Problem statement -
Write out, please, the line containing "Point to the green" together with all lines after it, up to and including the last one, with no other output.

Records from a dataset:
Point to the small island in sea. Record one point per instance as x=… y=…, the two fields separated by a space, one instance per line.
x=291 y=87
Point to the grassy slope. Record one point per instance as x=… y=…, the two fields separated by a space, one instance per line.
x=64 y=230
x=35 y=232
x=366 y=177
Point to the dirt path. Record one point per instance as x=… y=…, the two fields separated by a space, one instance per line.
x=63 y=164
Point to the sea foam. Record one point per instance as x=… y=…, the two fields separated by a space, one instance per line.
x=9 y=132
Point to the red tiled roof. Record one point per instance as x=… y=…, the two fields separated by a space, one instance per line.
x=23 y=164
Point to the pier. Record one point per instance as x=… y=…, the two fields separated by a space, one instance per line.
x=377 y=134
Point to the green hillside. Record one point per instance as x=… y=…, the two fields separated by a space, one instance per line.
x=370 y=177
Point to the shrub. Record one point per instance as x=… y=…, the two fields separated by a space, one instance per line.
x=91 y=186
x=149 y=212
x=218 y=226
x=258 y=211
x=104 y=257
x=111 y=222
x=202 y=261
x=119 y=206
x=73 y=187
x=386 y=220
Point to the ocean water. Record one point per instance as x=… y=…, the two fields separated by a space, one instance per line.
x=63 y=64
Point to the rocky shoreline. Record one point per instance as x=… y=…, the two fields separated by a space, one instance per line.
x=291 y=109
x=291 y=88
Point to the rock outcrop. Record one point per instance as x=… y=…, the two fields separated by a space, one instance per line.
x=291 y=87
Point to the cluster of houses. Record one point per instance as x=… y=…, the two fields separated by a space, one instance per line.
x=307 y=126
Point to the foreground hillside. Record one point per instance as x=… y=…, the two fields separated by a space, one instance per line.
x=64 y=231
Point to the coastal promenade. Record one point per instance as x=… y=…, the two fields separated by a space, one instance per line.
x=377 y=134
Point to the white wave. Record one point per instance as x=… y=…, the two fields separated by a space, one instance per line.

The answer -
Point to the green hillside. Record one point per instance as x=… y=…, the two fields separated by a space, one instance per line.
x=370 y=177
Point to the shrub. Record one point per instance as x=… y=…, the two fields separated by a space, one instance per line.
x=91 y=186
x=149 y=212
x=218 y=226
x=258 y=211
x=104 y=257
x=111 y=222
x=202 y=261
x=119 y=206
x=73 y=187
x=386 y=220
Point to the ocean water. Record one point per instance as x=… y=…, the two fields separated by a space, one instance per line.
x=63 y=64
Point to the rocky shoreline. Record one point per instance as x=… y=…, the two fields separated by a space, one instance per line.
x=291 y=109
x=291 y=88
Point to the rock outcrop. Record one point per instance as x=… y=…, the two fields separated by a space, one instance per line.
x=291 y=87
Point to the cluster of houses. Record one point per instance as x=… y=…, the two fields separated by a space, one instance per line.
x=307 y=126
Point to the foreground hillside. Record one point per instance as x=… y=…, the two fields separated by a space, one instance per line.
x=64 y=231
Point to the coastal promenade. Record one point per instance as x=… y=…, the two fields separated by a space, one instance per line.
x=377 y=134
Point to the white wave. Record one point per instance as x=… y=…, the two fields separated by a space, one instance per line.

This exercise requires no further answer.